■ Problem to work on ■
Among the records below, the line containing "</instance>" marks the start. Output it and all lines after it exactly.

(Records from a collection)

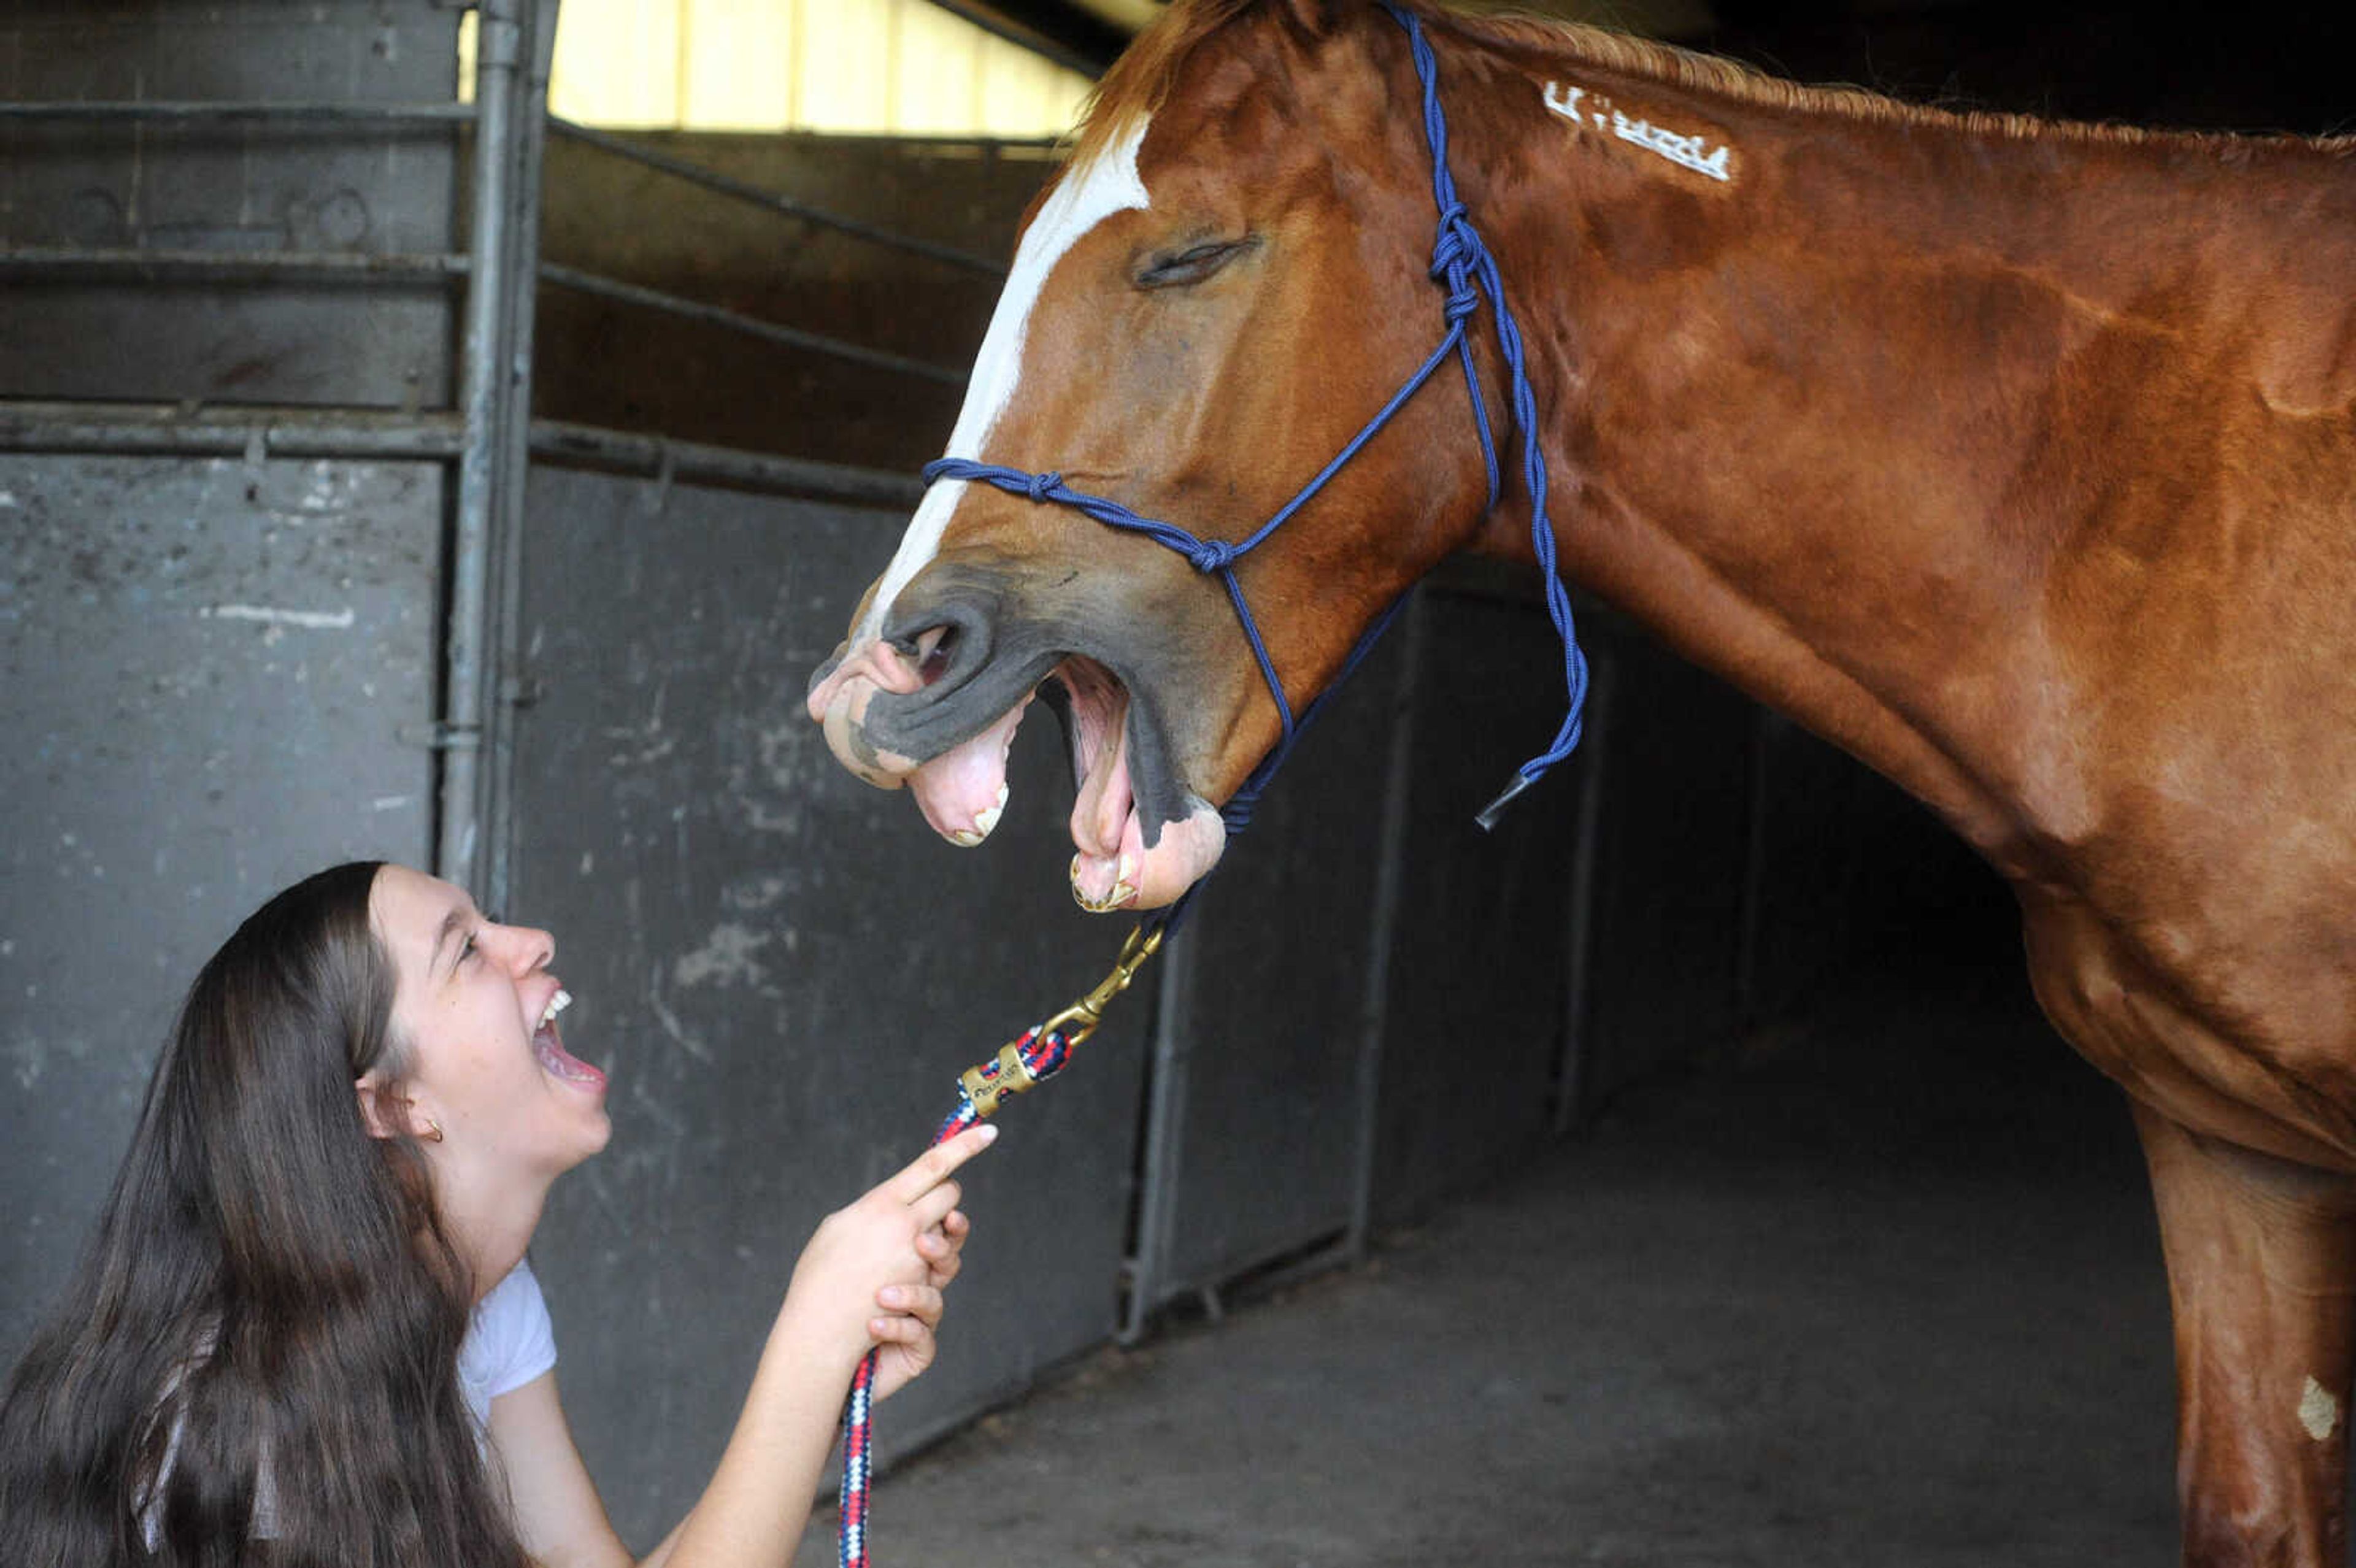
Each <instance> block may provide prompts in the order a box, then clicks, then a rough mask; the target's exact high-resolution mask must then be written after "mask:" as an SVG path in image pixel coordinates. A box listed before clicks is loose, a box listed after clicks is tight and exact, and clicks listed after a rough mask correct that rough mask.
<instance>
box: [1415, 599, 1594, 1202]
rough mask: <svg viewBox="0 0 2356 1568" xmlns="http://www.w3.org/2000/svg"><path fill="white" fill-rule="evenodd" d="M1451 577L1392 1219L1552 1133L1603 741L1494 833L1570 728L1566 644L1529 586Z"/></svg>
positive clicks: (1592, 735)
mask: <svg viewBox="0 0 2356 1568" xmlns="http://www.w3.org/2000/svg"><path fill="white" fill-rule="evenodd" d="M1437 586H1440V591H1437V593H1432V603H1430V624H1428V633H1425V638H1423V647H1425V652H1423V659H1421V666H1418V669H1416V685H1414V704H1411V711H1409V725H1411V732H1414V749H1411V763H1409V770H1407V791H1409V798H1407V817H1404V822H1407V831H1404V843H1402V850H1399V852H1402V862H1399V892H1397V930H1395V937H1392V951H1390V977H1388V989H1385V1005H1383V1076H1381V1114H1378V1123H1376V1135H1374V1137H1376V1144H1374V1170H1376V1182H1374V1194H1371V1203H1374V1215H1376V1217H1378V1220H1383V1222H1399V1220H1409V1217H1416V1215H1421V1212H1428V1210H1430V1205H1432V1203H1437V1201H1440V1198H1444V1196H1451V1194H1461V1191H1465V1189H1470V1187H1477V1184H1482V1182H1489V1180H1494V1177H1498V1175H1503V1172H1505V1170H1513V1168H1515V1165H1520V1163H1522V1161H1527V1158H1529V1156H1531V1154H1534V1151H1536V1147H1538V1142H1541V1140H1543V1137H1546V1135H1548V1130H1550V1128H1553V1121H1555V1104H1553V1095H1555V1078H1557V1071H1560V1069H1557V1057H1560V1041H1562V986H1564V972H1567V961H1569V944H1567V939H1564V930H1567V923H1569V913H1571V888H1574V883H1576V826H1579V791H1581V786H1583V779H1586V775H1588V770H1590V768H1593V765H1595V753H1597V751H1600V749H1602V746H1600V744H1597V739H1600V737H1595V735H1590V737H1588V739H1586V742H1583V744H1581V751H1579V753H1574V758H1571V760H1569V763H1562V765H1560V768H1555V770H1553V772H1550V775H1548V777H1546V782H1543V784H1541V786H1538V789H1531V791H1529V793H1524V796H1522V798H1520V800H1515V805H1513V808H1508V810H1505V815H1503V817H1501V819H1498V824H1496V831H1491V833H1482V831H1480V826H1477V824H1475V822H1472V815H1475V812H1480V810H1482V808H1484V805H1487V803H1489V800H1491V798H1496V791H1498V789H1501V786H1503V784H1505V779H1508V777H1510V775H1513V770H1515V768H1517V765H1520V763H1522V760H1524V758H1527V756H1529V753H1534V751H1538V749H1543V746H1546V742H1550V739H1553V735H1555V727H1557V725H1560V723H1562V704H1564V690H1562V645H1560V643H1557V640H1555V631H1553V626H1550V624H1548V619H1546V612H1543V610H1541V607H1538V605H1536V598H1534V596H1527V593H1529V591H1527V589H1517V591H1508V593H1498V591H1494V589H1489V586H1487V584H1480V582H1461V586H1456V589H1451V586H1449V579H1442V582H1440V584H1437ZM1583 636H1586V633H1583ZM1588 655H1590V659H1595V657H1609V655H1600V652H1597V647H1595V643H1593V638H1588ZM1602 678H1607V676H1602V671H1600V683H1602Z"/></svg>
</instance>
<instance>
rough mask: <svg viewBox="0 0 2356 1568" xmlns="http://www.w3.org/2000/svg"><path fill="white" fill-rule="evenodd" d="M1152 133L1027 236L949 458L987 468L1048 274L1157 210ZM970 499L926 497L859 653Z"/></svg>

■ Exercise response ■
</instance>
<instance>
rough mask: <svg viewBox="0 0 2356 1568" xmlns="http://www.w3.org/2000/svg"><path fill="white" fill-rule="evenodd" d="M1152 133L1027 236L949 458L987 468L1048 274L1157 210ZM970 499L926 497L859 653Z"/></svg>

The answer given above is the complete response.